_Task data_.
------------------------------------
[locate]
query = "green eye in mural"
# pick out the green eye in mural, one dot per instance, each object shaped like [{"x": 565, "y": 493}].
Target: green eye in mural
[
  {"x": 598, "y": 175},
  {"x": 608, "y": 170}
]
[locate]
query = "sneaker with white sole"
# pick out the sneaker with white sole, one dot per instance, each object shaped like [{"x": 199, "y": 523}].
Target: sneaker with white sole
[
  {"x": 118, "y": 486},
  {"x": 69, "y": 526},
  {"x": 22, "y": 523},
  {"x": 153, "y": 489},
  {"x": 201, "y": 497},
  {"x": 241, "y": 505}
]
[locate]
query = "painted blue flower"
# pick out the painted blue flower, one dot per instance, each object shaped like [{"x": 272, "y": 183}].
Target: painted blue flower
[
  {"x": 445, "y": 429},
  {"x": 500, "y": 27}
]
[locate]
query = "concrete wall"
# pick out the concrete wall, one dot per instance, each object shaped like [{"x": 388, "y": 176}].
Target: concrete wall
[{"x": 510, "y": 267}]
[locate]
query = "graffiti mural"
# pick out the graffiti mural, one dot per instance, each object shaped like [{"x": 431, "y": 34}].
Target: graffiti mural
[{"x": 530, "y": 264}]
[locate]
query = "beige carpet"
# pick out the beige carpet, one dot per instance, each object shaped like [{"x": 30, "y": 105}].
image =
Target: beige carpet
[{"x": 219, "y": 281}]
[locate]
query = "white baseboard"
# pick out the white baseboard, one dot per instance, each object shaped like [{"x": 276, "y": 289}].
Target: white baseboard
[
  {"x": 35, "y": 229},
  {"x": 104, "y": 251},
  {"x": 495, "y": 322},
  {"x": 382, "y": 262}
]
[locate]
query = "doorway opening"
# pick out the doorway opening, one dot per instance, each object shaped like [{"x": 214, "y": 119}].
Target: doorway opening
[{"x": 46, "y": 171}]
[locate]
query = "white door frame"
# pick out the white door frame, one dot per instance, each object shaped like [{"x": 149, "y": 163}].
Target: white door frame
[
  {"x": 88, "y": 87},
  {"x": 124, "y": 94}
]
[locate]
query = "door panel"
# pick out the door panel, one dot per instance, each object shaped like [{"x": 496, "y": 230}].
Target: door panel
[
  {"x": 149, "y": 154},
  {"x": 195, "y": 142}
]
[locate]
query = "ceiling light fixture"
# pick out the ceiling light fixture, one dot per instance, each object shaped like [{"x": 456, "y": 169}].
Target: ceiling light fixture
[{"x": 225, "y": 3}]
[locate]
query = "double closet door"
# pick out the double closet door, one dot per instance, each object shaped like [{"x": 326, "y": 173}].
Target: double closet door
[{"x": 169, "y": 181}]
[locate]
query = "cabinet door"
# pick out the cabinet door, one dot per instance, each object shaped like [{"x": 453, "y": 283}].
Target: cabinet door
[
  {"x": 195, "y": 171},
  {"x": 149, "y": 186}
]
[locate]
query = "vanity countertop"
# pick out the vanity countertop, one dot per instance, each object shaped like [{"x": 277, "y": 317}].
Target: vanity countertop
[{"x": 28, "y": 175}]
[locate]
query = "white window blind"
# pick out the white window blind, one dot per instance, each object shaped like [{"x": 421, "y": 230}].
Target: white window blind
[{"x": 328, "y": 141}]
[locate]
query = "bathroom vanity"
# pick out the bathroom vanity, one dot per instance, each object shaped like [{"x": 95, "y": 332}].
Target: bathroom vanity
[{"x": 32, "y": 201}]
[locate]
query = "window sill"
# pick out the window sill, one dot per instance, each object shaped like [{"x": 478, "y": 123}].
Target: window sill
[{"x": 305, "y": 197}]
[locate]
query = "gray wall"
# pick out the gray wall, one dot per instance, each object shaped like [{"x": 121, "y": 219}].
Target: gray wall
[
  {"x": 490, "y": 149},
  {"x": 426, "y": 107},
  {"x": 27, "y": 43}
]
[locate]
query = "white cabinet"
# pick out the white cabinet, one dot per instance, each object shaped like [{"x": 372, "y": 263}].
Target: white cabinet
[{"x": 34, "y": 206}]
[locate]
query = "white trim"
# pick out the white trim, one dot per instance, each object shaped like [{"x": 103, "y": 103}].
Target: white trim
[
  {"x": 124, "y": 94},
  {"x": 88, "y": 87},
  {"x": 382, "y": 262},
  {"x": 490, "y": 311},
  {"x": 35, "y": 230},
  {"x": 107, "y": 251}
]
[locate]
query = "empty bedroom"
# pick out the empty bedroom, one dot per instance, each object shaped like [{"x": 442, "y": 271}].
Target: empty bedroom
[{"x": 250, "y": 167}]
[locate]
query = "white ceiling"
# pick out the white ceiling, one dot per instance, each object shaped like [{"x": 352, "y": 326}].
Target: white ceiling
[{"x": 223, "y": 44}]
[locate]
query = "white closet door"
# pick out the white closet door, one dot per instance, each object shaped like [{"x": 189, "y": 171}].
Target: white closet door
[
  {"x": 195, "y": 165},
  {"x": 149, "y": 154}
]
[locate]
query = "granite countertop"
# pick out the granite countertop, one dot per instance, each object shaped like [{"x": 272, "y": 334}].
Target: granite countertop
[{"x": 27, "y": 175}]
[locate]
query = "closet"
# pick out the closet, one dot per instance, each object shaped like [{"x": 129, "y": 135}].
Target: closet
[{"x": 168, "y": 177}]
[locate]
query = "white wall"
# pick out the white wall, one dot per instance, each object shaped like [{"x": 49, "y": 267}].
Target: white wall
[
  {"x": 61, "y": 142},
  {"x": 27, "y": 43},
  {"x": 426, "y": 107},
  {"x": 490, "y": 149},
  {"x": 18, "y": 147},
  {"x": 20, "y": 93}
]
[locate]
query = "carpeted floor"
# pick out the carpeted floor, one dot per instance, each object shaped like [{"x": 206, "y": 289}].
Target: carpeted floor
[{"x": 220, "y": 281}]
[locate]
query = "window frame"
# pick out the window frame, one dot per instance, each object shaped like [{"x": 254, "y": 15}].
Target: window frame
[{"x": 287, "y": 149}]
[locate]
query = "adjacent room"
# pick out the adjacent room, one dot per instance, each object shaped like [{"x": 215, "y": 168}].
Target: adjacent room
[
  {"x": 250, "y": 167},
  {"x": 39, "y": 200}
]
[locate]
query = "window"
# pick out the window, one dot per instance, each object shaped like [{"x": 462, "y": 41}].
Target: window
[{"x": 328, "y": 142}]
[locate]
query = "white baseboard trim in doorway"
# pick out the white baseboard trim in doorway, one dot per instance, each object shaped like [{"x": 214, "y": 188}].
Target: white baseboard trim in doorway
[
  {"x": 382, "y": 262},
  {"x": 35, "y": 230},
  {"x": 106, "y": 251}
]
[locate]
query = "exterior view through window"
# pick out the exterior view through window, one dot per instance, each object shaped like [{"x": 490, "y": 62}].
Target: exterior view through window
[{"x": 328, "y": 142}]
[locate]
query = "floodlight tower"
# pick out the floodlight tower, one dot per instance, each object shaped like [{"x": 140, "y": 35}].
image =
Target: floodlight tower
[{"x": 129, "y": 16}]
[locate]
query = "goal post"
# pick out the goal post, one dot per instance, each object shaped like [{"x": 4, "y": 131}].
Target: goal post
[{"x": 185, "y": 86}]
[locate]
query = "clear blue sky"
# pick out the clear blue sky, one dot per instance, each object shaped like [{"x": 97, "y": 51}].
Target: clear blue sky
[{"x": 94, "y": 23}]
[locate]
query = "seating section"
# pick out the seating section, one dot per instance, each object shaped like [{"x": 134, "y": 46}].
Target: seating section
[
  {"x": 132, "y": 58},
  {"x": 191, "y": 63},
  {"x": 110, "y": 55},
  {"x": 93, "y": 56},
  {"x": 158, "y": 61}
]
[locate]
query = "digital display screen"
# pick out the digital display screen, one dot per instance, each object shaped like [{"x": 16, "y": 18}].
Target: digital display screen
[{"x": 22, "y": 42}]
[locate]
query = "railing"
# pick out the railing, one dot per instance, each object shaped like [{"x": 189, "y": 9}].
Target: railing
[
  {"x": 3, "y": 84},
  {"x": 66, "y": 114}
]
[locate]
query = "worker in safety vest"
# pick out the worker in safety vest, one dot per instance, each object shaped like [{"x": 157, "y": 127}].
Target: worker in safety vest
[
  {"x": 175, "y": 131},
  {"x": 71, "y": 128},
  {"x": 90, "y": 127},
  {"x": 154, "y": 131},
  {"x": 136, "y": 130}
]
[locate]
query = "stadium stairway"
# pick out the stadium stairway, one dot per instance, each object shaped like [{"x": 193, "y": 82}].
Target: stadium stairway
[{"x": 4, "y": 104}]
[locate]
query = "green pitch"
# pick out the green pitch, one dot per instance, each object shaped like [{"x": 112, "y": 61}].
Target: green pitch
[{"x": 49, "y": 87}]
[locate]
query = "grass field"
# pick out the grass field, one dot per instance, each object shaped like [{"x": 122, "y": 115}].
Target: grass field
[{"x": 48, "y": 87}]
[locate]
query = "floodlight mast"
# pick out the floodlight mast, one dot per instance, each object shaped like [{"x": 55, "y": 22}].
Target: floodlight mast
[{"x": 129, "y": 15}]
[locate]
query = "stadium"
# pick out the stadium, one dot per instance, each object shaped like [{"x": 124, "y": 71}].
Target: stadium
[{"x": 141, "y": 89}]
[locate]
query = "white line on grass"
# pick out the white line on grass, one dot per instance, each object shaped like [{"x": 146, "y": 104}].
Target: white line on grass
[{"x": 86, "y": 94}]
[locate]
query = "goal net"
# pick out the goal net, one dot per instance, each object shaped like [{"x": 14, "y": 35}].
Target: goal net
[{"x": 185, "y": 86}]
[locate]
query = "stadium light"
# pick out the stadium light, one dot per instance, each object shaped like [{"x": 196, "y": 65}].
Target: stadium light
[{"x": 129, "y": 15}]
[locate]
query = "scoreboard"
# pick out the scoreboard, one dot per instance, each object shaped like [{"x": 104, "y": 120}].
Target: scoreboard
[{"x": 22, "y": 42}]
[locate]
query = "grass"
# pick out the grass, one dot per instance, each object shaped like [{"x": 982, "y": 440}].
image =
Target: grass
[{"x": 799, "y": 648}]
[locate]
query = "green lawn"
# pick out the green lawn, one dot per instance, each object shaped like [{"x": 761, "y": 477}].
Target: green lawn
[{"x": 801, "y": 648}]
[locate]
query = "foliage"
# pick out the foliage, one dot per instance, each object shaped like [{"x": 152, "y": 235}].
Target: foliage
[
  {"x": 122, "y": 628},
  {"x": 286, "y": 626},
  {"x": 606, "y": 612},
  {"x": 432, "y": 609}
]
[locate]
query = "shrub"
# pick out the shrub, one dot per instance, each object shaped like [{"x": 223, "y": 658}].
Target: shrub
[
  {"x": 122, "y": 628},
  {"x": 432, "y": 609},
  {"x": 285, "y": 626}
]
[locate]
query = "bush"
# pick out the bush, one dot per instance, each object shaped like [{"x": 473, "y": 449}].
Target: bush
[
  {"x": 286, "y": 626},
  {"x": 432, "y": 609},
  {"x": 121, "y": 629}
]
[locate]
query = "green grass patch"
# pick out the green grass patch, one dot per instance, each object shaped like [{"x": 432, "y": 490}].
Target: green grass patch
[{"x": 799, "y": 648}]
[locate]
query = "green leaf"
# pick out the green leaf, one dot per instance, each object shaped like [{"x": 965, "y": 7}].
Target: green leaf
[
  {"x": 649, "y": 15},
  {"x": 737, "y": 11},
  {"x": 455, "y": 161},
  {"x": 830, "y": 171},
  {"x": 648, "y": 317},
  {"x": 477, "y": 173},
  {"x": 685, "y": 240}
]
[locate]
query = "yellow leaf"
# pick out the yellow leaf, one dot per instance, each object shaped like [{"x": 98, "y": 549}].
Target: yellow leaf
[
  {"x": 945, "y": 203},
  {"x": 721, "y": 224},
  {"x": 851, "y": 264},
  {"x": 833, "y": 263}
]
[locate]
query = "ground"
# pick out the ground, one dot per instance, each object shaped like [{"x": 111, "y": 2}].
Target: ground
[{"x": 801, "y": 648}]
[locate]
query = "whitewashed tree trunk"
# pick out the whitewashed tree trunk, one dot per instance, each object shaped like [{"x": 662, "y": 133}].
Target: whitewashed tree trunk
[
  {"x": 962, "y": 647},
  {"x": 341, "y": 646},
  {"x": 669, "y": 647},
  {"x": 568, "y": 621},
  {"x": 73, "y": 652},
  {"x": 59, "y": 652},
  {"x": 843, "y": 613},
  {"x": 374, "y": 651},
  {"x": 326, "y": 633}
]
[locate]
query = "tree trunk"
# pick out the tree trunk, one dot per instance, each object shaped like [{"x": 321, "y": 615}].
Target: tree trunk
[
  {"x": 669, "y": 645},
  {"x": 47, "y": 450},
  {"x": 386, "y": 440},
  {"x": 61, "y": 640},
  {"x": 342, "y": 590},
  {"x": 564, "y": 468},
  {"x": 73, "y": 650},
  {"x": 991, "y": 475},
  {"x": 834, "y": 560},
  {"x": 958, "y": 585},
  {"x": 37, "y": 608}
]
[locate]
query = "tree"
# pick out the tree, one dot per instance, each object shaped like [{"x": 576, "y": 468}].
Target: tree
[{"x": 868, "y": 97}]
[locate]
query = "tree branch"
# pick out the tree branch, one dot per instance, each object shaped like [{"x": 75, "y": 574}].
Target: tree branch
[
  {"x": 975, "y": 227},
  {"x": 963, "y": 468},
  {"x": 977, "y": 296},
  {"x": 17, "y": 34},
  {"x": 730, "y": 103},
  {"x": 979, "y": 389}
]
------------------------------------
_Task instructions_. Pick out every line in the records above that contains the word "painted" and copy each one in full.

_Task output_.
query = "painted blue flower"
# pick out the painted blue flower, one dot per instance, each object shaped like [{"x": 272, "y": 183}].
Target: painted blue flower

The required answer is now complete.